The data

□ □ □ □

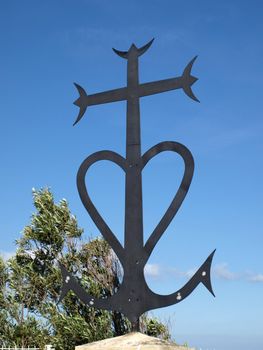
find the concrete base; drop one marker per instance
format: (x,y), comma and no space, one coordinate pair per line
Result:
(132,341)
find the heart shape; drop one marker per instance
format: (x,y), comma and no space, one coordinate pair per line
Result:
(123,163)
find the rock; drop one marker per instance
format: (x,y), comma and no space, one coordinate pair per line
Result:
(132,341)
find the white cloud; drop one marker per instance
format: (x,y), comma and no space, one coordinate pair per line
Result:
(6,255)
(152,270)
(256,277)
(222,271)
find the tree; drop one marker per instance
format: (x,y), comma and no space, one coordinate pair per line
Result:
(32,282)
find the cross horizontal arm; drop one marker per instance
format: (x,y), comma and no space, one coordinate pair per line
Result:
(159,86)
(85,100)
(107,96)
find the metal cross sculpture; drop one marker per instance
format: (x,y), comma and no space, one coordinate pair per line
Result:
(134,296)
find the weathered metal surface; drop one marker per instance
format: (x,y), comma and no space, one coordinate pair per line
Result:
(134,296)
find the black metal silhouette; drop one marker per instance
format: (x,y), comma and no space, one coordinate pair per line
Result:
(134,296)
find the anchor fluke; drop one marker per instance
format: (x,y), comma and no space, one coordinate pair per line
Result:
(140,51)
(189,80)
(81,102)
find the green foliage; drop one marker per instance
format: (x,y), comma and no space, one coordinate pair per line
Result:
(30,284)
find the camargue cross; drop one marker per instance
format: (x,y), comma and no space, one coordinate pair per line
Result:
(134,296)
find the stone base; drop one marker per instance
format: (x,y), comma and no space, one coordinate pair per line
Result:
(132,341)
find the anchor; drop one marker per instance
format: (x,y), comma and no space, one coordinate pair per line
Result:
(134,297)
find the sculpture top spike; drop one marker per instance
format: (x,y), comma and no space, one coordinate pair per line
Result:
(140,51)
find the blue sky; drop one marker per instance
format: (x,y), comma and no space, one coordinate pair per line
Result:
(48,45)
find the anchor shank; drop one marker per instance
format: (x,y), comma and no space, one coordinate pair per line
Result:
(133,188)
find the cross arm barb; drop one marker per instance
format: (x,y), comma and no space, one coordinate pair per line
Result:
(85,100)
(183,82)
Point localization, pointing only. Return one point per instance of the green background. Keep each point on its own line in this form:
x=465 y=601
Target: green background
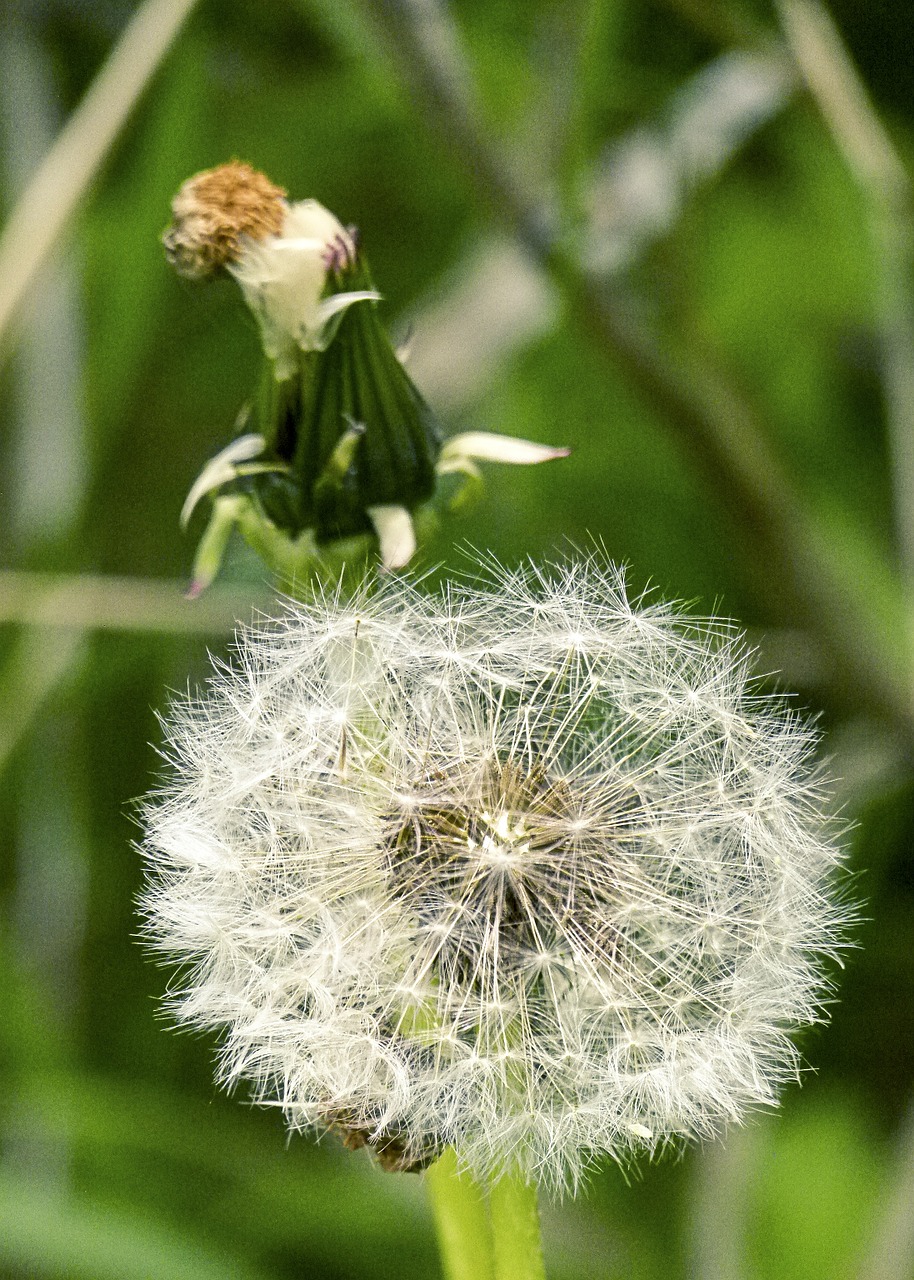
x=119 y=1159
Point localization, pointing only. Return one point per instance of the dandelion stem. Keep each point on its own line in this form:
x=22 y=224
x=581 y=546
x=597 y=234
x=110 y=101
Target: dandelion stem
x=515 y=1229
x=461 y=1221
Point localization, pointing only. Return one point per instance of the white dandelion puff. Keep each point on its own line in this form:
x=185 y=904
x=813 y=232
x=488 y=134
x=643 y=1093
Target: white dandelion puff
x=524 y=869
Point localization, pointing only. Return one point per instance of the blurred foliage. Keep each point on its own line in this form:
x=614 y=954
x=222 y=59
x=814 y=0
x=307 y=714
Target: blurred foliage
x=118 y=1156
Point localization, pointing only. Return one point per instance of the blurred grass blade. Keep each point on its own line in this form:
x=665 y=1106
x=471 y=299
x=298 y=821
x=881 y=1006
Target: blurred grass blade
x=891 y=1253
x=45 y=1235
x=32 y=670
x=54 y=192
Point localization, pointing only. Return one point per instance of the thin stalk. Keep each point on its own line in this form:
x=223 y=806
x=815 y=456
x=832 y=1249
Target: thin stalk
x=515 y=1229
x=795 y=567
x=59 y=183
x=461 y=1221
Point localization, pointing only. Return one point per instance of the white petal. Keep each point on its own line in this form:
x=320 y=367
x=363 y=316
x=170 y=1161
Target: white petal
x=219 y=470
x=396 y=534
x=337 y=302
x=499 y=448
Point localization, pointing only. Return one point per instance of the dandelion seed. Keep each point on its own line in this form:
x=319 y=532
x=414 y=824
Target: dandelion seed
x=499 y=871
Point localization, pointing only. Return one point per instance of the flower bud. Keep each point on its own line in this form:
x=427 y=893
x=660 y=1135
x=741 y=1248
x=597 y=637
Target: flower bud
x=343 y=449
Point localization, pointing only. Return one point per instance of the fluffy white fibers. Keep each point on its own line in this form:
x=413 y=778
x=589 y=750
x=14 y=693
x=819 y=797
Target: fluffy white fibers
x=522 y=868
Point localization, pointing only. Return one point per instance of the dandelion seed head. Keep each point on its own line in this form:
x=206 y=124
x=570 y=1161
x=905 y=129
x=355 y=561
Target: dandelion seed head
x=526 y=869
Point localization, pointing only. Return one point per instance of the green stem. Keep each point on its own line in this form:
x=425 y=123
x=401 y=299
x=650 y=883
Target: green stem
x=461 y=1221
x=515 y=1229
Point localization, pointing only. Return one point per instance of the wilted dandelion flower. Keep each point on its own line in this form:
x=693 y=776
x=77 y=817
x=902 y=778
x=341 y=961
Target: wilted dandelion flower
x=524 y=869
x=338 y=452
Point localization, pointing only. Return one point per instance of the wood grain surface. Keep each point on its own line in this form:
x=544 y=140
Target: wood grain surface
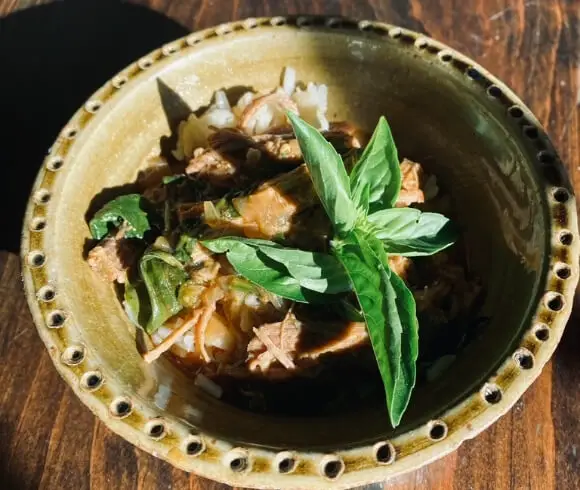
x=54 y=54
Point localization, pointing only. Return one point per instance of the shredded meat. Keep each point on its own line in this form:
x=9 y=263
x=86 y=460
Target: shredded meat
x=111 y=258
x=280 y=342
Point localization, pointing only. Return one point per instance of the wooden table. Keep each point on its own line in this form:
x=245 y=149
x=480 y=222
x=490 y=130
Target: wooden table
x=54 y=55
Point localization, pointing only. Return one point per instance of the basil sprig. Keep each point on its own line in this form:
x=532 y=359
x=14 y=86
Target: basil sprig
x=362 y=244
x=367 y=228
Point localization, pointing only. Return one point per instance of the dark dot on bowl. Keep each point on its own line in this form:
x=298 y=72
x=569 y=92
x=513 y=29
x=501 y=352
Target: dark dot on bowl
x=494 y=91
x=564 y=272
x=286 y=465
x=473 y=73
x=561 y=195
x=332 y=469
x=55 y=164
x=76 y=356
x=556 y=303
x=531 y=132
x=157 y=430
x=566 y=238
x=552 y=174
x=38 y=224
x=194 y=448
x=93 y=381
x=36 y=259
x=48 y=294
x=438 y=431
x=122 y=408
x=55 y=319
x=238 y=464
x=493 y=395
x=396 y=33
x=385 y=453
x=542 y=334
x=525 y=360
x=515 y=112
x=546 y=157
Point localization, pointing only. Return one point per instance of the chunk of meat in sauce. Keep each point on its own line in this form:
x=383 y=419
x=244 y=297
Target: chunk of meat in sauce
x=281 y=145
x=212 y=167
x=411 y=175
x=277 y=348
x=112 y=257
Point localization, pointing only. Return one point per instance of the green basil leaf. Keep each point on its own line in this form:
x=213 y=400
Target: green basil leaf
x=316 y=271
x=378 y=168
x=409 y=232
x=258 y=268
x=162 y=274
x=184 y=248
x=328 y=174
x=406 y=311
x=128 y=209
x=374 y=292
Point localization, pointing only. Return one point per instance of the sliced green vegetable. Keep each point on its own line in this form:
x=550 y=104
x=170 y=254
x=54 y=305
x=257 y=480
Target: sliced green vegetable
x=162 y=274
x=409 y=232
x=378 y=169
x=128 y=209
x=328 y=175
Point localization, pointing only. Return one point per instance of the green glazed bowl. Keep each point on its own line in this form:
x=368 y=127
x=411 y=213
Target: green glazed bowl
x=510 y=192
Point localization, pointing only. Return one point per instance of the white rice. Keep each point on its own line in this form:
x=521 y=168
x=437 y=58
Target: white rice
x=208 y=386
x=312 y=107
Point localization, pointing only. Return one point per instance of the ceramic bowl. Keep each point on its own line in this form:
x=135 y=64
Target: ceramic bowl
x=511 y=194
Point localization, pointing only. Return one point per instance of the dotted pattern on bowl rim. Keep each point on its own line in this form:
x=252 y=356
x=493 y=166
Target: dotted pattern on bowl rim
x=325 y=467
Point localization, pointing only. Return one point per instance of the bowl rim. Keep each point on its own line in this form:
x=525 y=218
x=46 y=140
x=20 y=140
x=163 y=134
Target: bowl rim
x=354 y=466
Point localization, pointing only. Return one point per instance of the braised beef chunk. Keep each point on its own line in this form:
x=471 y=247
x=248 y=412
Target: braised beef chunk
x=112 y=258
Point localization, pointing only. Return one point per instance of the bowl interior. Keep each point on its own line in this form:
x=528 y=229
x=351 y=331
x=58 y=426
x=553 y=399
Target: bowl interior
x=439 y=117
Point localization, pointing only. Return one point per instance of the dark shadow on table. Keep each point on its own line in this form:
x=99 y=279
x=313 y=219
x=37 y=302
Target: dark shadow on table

□ □ □ □

Work required
Copy out the stretch of the items from the line containing "of the thin" through the line containing "x=343 y=449", keeping every line as it stands.

Solution for this task
Point localization, pointing only. Return one point per instance of the thin stalk. Keep each point on its own line in this form:
x=223 y=806
x=815 y=456
x=832 y=1249
Target: thin stalk
x=515 y=1229
x=795 y=567
x=59 y=183
x=461 y=1221
Point localization, pointing only. Return one point per instance of the white petal. Keep each point on its own line in this form:
x=320 y=367
x=363 y=316
x=170 y=1161
Target: white petal
x=219 y=470
x=396 y=534
x=337 y=302
x=499 y=448
Point localization, pointing only. Return one point per instance of the dandelion seed. Keep each point on its own line in this form:
x=319 y=532
x=414 y=824
Target: dandelion seed
x=499 y=871
Point localization, pointing only. Return one point per instance of the flower bud. Keep each point on its own line in this form:
x=427 y=893
x=660 y=1135
x=741 y=1248
x=597 y=637
Target: flower bud
x=343 y=449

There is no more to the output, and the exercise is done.